▸ To do
Look below and pull out each line with the word "bird".

▸ Provided records
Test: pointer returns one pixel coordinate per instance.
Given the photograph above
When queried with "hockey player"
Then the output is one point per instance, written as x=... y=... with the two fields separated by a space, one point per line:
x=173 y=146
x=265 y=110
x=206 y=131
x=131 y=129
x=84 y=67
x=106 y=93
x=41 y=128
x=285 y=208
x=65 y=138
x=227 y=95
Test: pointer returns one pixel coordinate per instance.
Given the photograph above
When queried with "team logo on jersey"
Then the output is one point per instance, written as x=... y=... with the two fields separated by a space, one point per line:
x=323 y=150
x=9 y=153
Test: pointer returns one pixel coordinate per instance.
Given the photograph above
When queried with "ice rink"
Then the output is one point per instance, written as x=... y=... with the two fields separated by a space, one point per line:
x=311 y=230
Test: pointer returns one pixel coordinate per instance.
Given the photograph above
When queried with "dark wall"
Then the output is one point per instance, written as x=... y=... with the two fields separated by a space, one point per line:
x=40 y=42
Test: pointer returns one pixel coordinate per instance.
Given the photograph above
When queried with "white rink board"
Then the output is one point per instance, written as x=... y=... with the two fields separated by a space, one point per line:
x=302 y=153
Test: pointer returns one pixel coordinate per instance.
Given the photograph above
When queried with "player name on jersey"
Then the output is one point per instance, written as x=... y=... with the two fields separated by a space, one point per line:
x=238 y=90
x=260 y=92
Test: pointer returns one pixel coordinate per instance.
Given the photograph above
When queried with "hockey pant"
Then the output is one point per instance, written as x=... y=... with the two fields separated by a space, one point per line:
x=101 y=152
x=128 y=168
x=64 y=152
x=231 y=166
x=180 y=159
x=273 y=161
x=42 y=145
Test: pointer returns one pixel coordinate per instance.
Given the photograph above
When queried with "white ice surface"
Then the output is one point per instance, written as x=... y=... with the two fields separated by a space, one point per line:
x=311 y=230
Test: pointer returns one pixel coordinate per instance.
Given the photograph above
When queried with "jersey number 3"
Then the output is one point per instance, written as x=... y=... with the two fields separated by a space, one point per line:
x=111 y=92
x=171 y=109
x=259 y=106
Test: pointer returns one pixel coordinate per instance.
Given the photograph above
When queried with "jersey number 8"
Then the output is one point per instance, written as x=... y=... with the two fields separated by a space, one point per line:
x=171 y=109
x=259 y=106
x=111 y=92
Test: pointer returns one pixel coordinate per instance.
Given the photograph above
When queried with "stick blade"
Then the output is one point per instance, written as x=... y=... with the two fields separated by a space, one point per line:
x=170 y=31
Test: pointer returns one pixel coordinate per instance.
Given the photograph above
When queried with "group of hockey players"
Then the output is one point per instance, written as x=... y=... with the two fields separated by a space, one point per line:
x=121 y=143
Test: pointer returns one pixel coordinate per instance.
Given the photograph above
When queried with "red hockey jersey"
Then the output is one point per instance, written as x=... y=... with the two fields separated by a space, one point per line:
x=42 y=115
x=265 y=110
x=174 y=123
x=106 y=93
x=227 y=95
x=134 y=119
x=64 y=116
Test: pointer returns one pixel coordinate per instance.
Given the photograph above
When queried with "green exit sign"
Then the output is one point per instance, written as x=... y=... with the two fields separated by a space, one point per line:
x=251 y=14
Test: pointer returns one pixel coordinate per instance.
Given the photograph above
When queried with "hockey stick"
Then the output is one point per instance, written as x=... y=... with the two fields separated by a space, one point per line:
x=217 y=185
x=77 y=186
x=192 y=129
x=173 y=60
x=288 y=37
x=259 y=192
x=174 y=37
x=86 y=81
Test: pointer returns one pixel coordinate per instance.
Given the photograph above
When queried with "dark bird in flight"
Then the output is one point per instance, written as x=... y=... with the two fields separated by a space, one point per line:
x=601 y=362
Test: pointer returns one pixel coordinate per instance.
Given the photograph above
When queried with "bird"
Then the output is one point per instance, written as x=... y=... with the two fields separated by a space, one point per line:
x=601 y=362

▸ Response area
When queried with "dark bird in flight"
When queried with "bird"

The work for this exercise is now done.